• Task instructions:
Every record must be repeated precisely as it stands.

Extracted data entries

=== Begin Enclosure ===

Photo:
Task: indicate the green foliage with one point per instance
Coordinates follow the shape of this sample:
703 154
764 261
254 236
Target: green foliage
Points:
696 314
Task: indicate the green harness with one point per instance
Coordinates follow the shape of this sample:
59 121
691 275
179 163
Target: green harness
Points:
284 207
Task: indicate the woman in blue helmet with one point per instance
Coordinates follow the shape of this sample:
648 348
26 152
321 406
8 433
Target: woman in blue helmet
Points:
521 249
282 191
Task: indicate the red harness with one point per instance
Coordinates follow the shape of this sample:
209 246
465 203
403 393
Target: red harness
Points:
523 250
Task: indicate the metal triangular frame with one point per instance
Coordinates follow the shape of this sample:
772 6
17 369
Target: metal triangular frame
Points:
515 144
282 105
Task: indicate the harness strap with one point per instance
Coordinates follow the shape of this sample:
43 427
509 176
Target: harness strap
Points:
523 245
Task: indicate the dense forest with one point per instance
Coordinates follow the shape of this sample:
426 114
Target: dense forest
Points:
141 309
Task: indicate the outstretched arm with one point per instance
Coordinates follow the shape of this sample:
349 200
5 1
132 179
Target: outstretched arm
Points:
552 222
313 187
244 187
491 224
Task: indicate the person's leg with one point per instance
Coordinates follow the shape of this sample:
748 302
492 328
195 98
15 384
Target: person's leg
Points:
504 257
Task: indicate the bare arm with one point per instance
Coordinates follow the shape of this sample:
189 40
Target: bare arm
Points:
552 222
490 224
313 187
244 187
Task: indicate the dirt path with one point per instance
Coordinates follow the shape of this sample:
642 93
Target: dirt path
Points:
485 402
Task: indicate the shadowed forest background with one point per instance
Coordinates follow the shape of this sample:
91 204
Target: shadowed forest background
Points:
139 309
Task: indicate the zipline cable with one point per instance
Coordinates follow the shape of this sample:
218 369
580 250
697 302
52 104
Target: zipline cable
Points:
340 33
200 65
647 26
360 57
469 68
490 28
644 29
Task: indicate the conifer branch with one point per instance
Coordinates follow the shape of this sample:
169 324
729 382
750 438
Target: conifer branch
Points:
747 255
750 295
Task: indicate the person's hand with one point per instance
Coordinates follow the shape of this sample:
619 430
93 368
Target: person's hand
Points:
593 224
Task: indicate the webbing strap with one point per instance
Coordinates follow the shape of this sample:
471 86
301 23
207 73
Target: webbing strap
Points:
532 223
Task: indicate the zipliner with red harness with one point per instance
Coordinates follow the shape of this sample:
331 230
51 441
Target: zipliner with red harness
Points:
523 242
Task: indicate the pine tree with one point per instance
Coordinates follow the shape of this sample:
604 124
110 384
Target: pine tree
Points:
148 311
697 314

=== End Enclosure ===

• Response to this exercise:
Photo:
Task: indicate the green foliage with one point per instance
Coordinates follow the shape of this sample:
703 154
764 261
254 236
Target: green foliage
Points:
696 314
Task: indicate the green harness with one point per instance
Coordinates follow the shape of this sample:
59 121
691 275
179 163
Target: green harness
Points:
284 207
Task: indicate the woman in blue helmet with one point per instance
Coordinates follow the shape of this sample:
648 348
26 152
321 406
8 433
Target: woman in blue helmet
Points:
521 249
282 191
Task: indicate the red harness with one point per instance
Coordinates follow the shape of this sample:
209 246
465 203
403 393
Target: red harness
Points:
523 250
Task: indicate the metal triangular frame with one point per instance
Coordinates follow the shape of this sample:
772 6
17 369
Target: metal triangular frame
Points:
515 144
282 105
Task: indicate the harness strap with one point per instance
Coordinates follow the shape of this sample:
43 427
509 176
Target: harness strap
Points:
523 245
Task: indicate the dense forest with one point per instance
Coordinates follow the shape of this sample:
426 114
Target: dense forest
Points:
141 309
Task: indicate the outstretched arm with one point per instance
Coordinates follow the shape of this sample:
349 200
5 1
132 179
Target: outstretched arm
Points:
552 222
313 187
244 187
491 224
Task: indicate the person's leg with one point per instance
Coordinates follow the shape of this sample:
748 302
492 328
195 98
15 384
Target: person's leg
Points:
504 257
Task: indicate the bare arm with one point per instance
Coordinates follow the shape of this sample:
189 40
Target: bare arm
Points:
552 222
490 224
313 187
244 187
Task: indicate the dirt path with one point per instance
Coordinates follow the shape of this sample:
642 93
Target: dirt path
Points:
485 402
Task: indicate the shadowed forest background with one point per instance
Coordinates follow the shape of this sample:
91 204
Target: shadowed forest background
Points:
139 309
Task: indicate the zipline cable with one point per instance
Coordinates follow the shape of this sample:
218 369
580 250
697 302
52 104
Target: zipline cable
Points:
340 33
200 65
647 26
360 57
469 68
490 28
644 29
Task: indicate the conifer branch with one point per instance
Coordinates follow the shape of this sample:
169 324
729 382
750 438
Target: conifer branch
Points:
747 255
750 295
Task: indicate the person's hand with one point per instance
Coordinates follow the shape of this sample:
619 430
93 368
Target: person's hand
Points:
593 224
Task: indicate the webbing strap with one point per instance
Coordinates follow the shape of this sample:
471 86
301 23
207 73
Target: webbing strap
Points:
532 223
Task: indicate the zipliner with red harness with one point per instance
Coordinates follow the shape of this sample:
331 230
51 441
Target: zipliner with red harness
Points:
523 242
Task: indicate the pine tree with one point per instance
Coordinates follow the shape of this sample:
604 124
110 384
Target: pine tree
Points:
148 311
697 314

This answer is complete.